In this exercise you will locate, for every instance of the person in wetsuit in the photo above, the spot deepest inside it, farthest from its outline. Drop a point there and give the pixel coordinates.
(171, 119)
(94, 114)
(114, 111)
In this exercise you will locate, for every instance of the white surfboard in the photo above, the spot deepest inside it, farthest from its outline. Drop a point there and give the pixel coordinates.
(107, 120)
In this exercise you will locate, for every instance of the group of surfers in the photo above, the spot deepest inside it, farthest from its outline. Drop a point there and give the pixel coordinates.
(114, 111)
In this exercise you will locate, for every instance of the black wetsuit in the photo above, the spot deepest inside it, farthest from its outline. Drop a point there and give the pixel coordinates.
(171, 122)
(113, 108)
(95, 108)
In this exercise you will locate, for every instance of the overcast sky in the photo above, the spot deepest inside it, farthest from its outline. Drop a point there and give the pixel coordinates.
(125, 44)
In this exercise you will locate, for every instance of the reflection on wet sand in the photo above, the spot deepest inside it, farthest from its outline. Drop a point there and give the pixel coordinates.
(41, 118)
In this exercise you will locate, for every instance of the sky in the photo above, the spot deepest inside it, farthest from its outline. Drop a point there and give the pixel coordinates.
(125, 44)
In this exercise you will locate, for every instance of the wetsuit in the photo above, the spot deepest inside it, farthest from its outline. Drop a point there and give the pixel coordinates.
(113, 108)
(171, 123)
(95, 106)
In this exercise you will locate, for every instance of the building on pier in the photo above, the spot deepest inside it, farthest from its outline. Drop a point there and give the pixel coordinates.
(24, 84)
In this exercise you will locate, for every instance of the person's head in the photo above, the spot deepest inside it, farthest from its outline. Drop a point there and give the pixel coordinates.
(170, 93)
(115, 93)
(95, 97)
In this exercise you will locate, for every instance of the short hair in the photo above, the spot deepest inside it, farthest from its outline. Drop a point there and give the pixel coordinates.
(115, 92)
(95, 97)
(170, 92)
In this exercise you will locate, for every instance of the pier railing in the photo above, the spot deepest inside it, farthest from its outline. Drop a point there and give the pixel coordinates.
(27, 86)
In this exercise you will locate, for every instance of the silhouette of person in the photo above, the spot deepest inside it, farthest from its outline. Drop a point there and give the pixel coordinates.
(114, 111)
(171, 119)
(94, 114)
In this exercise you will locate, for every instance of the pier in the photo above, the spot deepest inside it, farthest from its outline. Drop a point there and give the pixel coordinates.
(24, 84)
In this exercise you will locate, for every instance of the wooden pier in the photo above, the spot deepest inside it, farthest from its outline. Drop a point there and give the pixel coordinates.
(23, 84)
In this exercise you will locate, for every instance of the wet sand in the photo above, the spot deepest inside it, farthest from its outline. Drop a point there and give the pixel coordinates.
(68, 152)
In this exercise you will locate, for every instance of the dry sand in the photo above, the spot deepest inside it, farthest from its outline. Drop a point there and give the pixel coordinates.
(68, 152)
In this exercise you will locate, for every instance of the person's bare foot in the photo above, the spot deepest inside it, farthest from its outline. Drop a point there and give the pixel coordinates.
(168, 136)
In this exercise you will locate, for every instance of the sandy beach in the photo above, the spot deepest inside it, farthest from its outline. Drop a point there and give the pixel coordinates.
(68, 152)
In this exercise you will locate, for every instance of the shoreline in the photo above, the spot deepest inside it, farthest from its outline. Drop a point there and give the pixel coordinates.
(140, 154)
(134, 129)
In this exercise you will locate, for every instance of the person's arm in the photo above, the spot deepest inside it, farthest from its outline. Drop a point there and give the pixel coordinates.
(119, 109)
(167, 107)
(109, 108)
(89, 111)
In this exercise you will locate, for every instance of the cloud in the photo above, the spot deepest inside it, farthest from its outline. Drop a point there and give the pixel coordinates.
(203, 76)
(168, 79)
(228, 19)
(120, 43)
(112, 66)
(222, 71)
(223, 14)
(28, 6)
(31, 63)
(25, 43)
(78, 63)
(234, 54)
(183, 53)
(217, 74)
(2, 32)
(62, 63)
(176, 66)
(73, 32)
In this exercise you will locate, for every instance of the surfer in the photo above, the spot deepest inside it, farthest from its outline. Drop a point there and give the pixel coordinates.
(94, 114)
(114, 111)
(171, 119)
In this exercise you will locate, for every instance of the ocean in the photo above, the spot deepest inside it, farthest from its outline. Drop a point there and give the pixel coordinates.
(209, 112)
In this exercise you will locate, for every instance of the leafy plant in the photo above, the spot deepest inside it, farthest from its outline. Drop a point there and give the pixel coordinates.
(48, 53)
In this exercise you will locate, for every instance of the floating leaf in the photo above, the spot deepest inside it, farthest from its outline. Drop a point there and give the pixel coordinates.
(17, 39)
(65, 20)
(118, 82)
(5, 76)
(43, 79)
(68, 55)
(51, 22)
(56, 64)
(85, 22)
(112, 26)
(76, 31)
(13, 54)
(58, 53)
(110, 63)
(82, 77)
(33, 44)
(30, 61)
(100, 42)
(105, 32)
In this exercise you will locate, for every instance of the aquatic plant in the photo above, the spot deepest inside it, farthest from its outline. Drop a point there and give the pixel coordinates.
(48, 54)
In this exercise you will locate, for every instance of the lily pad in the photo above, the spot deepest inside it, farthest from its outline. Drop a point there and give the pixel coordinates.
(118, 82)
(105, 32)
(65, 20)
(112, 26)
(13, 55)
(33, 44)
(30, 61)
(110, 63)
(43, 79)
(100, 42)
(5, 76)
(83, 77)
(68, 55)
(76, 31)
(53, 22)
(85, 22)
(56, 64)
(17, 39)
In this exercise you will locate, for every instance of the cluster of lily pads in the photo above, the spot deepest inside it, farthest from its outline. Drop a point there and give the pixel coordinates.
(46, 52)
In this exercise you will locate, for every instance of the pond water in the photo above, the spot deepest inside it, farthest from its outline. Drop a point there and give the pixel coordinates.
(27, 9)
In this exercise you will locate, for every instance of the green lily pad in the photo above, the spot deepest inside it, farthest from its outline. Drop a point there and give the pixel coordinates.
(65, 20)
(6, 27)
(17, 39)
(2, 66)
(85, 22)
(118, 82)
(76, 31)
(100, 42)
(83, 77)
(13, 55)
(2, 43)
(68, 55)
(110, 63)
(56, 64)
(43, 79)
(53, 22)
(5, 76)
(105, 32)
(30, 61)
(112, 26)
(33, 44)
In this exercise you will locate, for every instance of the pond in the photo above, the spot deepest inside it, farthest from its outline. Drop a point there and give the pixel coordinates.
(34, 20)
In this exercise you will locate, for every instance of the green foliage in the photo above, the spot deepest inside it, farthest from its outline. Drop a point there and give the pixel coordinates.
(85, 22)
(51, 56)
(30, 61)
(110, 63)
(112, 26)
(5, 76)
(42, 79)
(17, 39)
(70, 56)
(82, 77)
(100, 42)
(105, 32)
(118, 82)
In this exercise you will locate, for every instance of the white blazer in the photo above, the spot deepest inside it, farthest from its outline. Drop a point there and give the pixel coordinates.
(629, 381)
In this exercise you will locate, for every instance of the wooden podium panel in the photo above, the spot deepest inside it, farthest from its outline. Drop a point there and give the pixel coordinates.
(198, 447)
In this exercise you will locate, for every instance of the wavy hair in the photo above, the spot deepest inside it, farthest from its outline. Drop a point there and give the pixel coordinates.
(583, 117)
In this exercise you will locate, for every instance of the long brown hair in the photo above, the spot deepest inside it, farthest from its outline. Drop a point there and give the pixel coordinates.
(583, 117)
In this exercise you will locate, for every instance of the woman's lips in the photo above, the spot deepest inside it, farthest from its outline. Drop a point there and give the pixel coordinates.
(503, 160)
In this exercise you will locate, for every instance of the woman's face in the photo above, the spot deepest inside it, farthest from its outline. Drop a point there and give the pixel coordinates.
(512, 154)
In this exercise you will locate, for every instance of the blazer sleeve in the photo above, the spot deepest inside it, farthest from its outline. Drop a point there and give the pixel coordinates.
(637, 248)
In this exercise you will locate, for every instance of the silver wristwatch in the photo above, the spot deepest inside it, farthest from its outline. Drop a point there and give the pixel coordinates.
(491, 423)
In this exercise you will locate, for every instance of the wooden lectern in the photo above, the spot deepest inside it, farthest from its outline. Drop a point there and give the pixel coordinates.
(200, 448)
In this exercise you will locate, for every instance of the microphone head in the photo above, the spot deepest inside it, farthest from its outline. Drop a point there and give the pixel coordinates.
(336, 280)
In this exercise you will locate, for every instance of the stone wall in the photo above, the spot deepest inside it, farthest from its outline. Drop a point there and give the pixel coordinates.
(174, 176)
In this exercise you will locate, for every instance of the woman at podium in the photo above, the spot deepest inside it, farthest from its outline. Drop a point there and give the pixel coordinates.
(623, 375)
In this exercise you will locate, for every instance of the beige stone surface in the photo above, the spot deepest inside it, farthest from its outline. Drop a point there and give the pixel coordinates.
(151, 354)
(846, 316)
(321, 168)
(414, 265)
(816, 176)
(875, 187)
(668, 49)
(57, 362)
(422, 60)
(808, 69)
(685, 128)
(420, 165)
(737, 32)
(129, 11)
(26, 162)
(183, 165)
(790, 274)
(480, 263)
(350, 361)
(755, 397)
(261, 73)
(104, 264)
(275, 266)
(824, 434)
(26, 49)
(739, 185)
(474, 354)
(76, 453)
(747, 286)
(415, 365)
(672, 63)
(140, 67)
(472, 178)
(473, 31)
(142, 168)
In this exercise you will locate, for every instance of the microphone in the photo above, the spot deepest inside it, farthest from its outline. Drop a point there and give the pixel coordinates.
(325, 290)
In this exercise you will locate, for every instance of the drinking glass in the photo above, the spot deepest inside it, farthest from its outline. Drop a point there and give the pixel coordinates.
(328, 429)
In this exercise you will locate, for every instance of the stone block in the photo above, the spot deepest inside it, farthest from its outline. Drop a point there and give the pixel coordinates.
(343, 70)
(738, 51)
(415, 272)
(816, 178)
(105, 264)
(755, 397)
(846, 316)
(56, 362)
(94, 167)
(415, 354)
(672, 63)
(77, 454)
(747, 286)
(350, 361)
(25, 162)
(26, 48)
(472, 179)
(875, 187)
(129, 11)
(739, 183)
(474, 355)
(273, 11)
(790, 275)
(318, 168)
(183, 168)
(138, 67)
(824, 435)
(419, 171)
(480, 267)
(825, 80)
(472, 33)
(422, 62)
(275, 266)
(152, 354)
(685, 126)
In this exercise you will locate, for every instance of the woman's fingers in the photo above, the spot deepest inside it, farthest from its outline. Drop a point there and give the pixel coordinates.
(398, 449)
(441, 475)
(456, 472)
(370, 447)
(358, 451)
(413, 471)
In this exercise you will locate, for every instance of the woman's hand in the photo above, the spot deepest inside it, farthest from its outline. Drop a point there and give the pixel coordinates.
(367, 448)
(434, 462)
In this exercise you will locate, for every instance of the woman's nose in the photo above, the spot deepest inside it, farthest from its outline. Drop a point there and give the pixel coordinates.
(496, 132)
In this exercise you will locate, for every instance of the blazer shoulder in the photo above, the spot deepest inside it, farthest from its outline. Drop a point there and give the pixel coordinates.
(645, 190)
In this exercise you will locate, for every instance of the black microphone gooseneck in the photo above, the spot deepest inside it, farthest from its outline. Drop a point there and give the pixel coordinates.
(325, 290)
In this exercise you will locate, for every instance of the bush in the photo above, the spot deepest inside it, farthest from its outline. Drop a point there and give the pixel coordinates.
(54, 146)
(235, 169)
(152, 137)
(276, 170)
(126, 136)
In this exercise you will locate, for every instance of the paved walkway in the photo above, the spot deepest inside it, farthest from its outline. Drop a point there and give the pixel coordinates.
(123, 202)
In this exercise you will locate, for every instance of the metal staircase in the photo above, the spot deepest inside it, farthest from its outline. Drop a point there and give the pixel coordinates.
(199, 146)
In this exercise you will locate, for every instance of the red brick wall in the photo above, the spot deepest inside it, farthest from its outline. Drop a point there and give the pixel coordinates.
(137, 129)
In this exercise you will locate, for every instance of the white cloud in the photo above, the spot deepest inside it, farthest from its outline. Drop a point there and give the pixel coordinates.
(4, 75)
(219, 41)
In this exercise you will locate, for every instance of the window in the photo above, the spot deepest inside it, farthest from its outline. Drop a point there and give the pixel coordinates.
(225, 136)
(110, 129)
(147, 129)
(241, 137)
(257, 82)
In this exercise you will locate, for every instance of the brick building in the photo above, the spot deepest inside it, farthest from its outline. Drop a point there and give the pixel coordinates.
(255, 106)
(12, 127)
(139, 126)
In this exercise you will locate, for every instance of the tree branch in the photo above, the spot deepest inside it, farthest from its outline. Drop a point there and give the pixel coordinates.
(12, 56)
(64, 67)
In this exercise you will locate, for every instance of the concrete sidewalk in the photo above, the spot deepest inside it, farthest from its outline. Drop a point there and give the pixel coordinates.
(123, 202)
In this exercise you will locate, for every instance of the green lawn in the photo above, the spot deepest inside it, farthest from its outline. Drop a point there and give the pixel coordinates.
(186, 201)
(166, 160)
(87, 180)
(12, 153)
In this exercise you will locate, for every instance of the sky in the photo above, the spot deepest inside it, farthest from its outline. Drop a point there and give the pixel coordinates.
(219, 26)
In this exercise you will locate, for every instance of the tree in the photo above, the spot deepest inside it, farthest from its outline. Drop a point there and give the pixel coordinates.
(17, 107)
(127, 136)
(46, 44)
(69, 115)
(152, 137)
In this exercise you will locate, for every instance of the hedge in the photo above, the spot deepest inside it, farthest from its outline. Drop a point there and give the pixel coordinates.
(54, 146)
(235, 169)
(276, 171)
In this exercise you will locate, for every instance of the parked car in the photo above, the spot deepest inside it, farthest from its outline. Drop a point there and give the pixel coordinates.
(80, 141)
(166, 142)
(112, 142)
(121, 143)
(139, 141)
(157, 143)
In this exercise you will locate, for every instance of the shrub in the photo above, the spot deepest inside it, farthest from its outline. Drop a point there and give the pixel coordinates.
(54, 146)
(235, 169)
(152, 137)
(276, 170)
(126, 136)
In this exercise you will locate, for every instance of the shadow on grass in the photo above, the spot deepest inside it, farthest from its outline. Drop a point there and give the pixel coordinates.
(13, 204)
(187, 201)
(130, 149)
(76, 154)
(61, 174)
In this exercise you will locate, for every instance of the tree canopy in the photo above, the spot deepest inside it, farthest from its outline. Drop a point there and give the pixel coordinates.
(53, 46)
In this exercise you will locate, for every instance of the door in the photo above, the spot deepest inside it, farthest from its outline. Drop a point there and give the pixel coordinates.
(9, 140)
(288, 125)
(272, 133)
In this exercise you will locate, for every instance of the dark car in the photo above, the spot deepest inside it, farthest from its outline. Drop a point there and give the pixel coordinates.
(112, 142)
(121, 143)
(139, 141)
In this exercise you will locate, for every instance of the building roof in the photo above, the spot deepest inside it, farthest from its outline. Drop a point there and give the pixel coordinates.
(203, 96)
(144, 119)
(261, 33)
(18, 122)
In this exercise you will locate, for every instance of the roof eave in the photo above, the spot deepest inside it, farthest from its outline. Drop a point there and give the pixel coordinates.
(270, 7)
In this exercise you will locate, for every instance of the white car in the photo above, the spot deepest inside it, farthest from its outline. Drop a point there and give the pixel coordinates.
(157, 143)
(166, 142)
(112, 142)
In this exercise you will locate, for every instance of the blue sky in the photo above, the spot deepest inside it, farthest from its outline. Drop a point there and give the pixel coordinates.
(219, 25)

• Exercise details: Starting at the line where "the building roof" appears, write out every line exactly as it stands until the listing ends, and add nothing.

• Task response:
In this exercise you will locate, for every instance of the building roof in the photo above, the spot deepest inside it, farthest from its outline. Drop a point there and give the pixel coordinates.
(203, 96)
(144, 119)
(261, 33)
(18, 122)
In this exercise you will locate, for every instance of the roof eave in the photo above, the spot deepest inside it, farthest from its outline. Drop a point there and give the pixel coordinates.
(270, 7)
In this exercise you will locate, for every instance of the white car in the photo above, the spot deepest inside it, farthest from its outline. Drop a point there and give the pixel coordinates.
(157, 143)
(166, 142)
(112, 142)
In this exercise you will locate, for every instance of the blue sky in the photo above, the spot deepest inside it, farthest from its outline. Drop a point there and give the pixel coordinates.
(219, 25)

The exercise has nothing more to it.